# Assignment:
Write the next part of the news article on Ofcom's guidance for treating vulnerable customers fairly, starting after its final sentence.
** Quoted passage follows **
Ofcom sets out guidance to treat vulnerable customers fairly

24 July 2020, 16:10   By Dr Lucy Brown, Editor

Broadband, phone and pay TV companies receive best practice guidance for dealing with vulnerable customers.

Ofcom's guidance includes instructions on what companies can do to support their vulnerable customers.

It also includes specific examples of how to treat customers who are struggling with their bills or who have been victims of crime.

This is the latest in a series of announcements from Ofcom about fairness for customers in the communications industry.

ofcom mobile phone
Source: Ofcom

Treating customers fairly

Ofcom have set out five distinct areas where companies can take act to support vulnerable customers and treat them fairly:

  • Companies should publish policies for treating vulnerable customers fairly which are easy to understand and up to date
  • Customers should be asked about potential vulnerabilities at the earliest opportunity to help identify them and communicate their support options
  • Frontline staff should record and update customer information on a secure system accessible by other frontline staff to minimise the need for customers to repeat themselves if passed from department to department
  • Staff should be trained appropriately and should be able to communicate with empathy and support, recognising the potential signifiers of vulnerability which a customer may be unwilling to explicitly address
  • Companies should monitor and evaluate changes in their complaint levels, customer service survey results or any other feedback they receive from customers to check they're living up to the spirit of the guidance

Ofcom are clear this guidance isn't exhaustive and will be reviewed over time, checking companies are performing in line with both this guidance and the Fairness for Customers Commitments established in June 2019.


Ofcom say the coronavirus pandemic has increased the possibility customers' circumstances will change suddenly and, certainly, communications companies reacted swiftly to help vulnerable customers affected by the crisis.

However, Ofcom point out anyone can face circumstances which make them either temporarily or permanently vulnerable, citing the following statistics as evidence:

  • 14.1 million UK residents have a disability
  • 2.5 million are living with cancer
  • Almost 1 million are affected by dementia
  • 1 in 6 adults experience mental health problems every week
  • 23% of people suffer anxiety when dealing with service providers

To assist companies, Ofcom have provided best practice guidance to support customers who are behind on their bills, including the options for payment deferrals and a focus on realistic payment plans as well as signposting customers to debt support agencies.
** End of Quoted passage **
** Entries supplied follows **
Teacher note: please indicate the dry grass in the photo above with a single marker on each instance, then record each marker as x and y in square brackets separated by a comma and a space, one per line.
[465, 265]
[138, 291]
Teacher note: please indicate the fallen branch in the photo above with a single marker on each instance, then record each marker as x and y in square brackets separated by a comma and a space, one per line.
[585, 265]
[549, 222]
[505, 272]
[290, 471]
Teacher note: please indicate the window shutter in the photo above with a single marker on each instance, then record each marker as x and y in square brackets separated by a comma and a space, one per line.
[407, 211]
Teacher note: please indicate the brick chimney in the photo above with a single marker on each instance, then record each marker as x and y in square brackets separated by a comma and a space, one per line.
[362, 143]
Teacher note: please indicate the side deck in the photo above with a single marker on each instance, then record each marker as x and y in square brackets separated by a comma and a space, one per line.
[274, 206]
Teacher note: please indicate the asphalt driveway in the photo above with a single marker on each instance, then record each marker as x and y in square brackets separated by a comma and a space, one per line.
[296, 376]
** End of Entries supplied **
# Answer section:
Similarly, Ofcom provided guidance on helping victims of crime such as those who have had their mobiles taken by the police for evidence purposes, ensuring they don't pay for mobile services they can't use.

Fairness for customers

Ofcom is on a continuing drive to improve fairness within the communications sector, and this latest best practice guidelines builds on other commitments they have extracted from providers.

In January 2020, they released a five-point framework to show how they would assess whether customers were being treated fairly by companies.

Vulnerable customers are at the heart of Ofcom's assessment criteria, with the regulator more likely to rebuke companies for treating vulnerable people unfairly than other customer groups.

To take a specific example publicised just before Ofcom published their fairness framework, the Post Office were fined £175,000 for breaching rules about the relay services used by disabled people to make telephone calls.

Companies aren't permitted to charge disabled customers more for using comparable phone services, even when relay services are involved, yet the Post Office did so for five years and knew they were doing so for part of that time.

Ofcom's approach to fairness also recognises that vulnerable customers are less likely to compare broadband and switch providers, so they agreed with broadband and mobile companies that out of contract charges for customers would be altered from March 2020.